**Problem statement**
Transcribe the data underneath exactly. No images belong in your version.

**Image-grounded pointing data**
□ □ □ □ □

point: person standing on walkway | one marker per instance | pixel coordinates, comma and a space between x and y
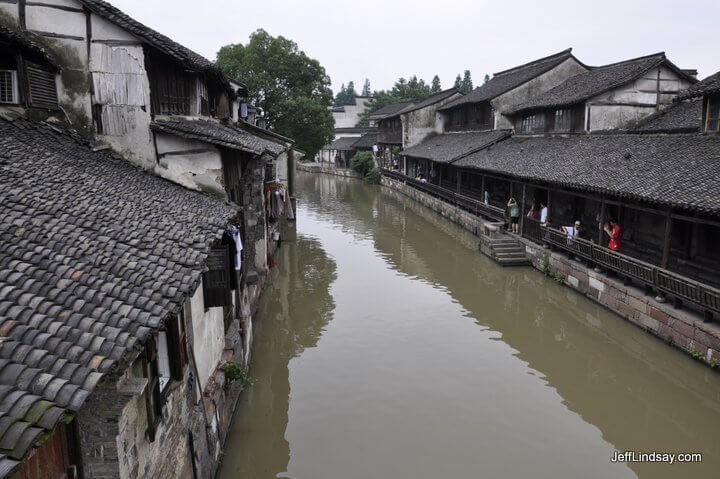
543, 214
613, 231
514, 214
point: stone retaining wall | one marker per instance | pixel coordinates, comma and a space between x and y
681, 328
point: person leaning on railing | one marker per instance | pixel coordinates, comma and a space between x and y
613, 231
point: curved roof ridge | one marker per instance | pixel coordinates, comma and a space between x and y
566, 52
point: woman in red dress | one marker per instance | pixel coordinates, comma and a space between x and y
613, 231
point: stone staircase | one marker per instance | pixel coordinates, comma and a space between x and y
507, 251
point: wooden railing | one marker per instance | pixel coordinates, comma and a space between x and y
461, 201
661, 279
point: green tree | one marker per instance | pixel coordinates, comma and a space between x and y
435, 85
292, 89
466, 84
366, 88
350, 93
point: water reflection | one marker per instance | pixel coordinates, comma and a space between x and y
294, 310
389, 347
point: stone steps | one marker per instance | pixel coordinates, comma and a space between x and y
507, 251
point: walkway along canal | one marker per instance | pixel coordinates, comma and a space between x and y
387, 346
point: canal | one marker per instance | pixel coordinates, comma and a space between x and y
387, 346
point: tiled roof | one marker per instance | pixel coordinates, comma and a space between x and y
598, 80
187, 57
708, 86
431, 100
388, 110
366, 141
343, 144
507, 80
448, 147
95, 253
680, 117
217, 133
27, 41
678, 170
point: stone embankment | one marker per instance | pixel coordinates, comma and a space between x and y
328, 169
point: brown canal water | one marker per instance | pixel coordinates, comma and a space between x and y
387, 346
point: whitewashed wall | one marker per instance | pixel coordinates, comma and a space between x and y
532, 88
418, 124
208, 337
351, 115
620, 107
193, 164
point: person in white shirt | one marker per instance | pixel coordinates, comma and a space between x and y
543, 214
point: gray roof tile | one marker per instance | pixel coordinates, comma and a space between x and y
63, 288
679, 170
448, 147
507, 80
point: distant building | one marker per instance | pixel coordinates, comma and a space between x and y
348, 116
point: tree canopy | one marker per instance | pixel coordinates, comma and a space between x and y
435, 85
292, 89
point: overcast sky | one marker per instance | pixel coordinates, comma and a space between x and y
386, 39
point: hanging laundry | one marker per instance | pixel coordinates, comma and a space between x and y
235, 233
288, 208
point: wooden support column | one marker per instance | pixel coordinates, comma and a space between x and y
602, 221
522, 210
667, 239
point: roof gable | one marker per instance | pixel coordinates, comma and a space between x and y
164, 44
512, 78
431, 100
596, 81
708, 86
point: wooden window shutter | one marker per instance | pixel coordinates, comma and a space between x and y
178, 347
216, 281
151, 402
43, 90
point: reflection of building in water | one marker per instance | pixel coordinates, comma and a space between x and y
583, 351
293, 313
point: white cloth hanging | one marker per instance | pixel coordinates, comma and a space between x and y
235, 233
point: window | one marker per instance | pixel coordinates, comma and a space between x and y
203, 98
165, 359
563, 119
712, 120
43, 90
529, 123
8, 87
216, 281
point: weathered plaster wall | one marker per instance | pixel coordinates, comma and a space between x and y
208, 332
418, 124
621, 106
534, 87
193, 164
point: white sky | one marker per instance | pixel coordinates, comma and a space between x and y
385, 39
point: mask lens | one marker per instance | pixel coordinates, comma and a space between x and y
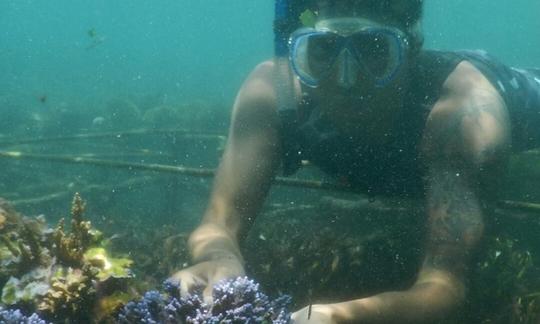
313, 55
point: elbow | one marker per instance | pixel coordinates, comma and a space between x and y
442, 296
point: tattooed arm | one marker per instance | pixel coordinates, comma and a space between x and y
465, 145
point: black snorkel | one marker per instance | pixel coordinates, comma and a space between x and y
281, 30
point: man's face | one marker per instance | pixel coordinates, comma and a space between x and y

□ □ □ □ □

**Task solution**
point: person standing on walkway | one marker per instance | pixel coordinates, comma and a space between x and y
543, 214
613, 231
514, 214
point: stone retaining wall | one marker per instance | pixel coordinates, comma and a space between x and y
681, 328
point: person leaning on railing | one marker per instance | pixel coordinates, comma and a space between x and y
613, 231
point: curved roof ridge | one marker per instance | pixel coordinates, comma and a space between x and y
566, 52
point: woman in red dress | one marker per instance | pixel coordinates, comma and a space between x and y
613, 231
point: stone staircase | one marker per instance | pixel coordinates, comma and a space between x and y
507, 251
point: wooden railing | one marker per instance | pixel coordinates, comma and a space between x and y
461, 201
661, 279
point: green tree | one marker per instance | pixel coordinates, comma and a space between x and y
435, 85
292, 89
466, 84
366, 88
350, 93
point: water reflection | one marker per instance | pixel coordinates, comma and a space between x and y
294, 310
389, 347
point: stone steps | one marker per instance | pixel coordinates, comma and a space between x and y
507, 251
point: walkway along canal | one marker per instance | pixel coordinates, comma and a space between x and y
387, 346
point: canal | one marker per instance | pixel coordinates, comma and a space between x and y
387, 346
point: tiled roof | one marker per instance | pixel coordinates, comma and a space between x and y
598, 80
187, 57
708, 86
431, 100
388, 110
366, 141
343, 144
507, 80
448, 147
95, 253
680, 117
217, 133
27, 41
678, 170
point: stone embankment | one marker per instance | pixel coordinates, comma and a space between x and y
328, 169
point: brown canal water | one marker per instance | pixel coordinates, comma and a space between x and y
387, 346
point: whitewashed wall | one marker per instance | pixel coordinates, comma and a space between x and y
532, 88
418, 124
208, 337
351, 115
620, 107
193, 164
point: person in white shirt | one marker per instance | pixel coordinates, comma and a space between x and y
543, 214
point: gray roof tile | one marker per instance | pixel coordinates, comma and a space between x and y
63, 288
679, 170
448, 147
507, 80
point: distant building | one marker per instance | pixel coordinates, comma and a space between x and y
348, 116
point: tree canopy | one marker per instance | pixel coordinates, comma and a space between x and y
435, 85
292, 89
point: overcast sky | one marker per instance | pixel coordinates, comma and a space between x and y
386, 39
point: hanging laundry | one marker per instance | pixel coordinates, comma and a space between x and y
235, 233
288, 208
point: wooden support column | one marker per instance | pixel coordinates, comma and a space between x and y
602, 221
522, 210
667, 239
point: roof gable | one marker per instance | pixel coordinates, comma and a space between x and y
164, 44
512, 78
431, 100
596, 81
708, 86
point: wooden window shutter | one marker per instance | pixel coordinates, comma and a space between x and y
178, 347
216, 281
151, 402
43, 90
point: reflection of building in water | one marker per instance | pixel coordinates, comma and a space between x and y
583, 351
293, 313
point: white cloth hanging | one marker per instance | pixel coordinates, comma and a space between x and y
235, 233
point: window | one marker per instance | pixel coordinates, comma and a space between x and y
203, 98
165, 359
563, 119
712, 120
43, 90
529, 123
8, 87
216, 281
point: weathered plaster wall | one marker per instance | pixel coordinates, comma and a space between x and y
208, 332
418, 124
621, 106
534, 87
193, 164
point: white sky | one marker per instance | pixel coordinates, comma and a space between x and y
385, 39
point: mask lens | one marker per instance | pixel coordinates, comma and a space between x and y
313, 55
point: elbow | one marker per instance | pixel coordinates, comma and a space between x and y
442, 296
point: tattooed arm | one marker per instance | pixel coordinates, comma and a space between x and y
465, 145
point: black snorkel | one marker per instance | pixel coordinates, comma and a space between x and y
281, 30
point: man's face | one marker per instance | pixel coordinates, comma and a space between x and y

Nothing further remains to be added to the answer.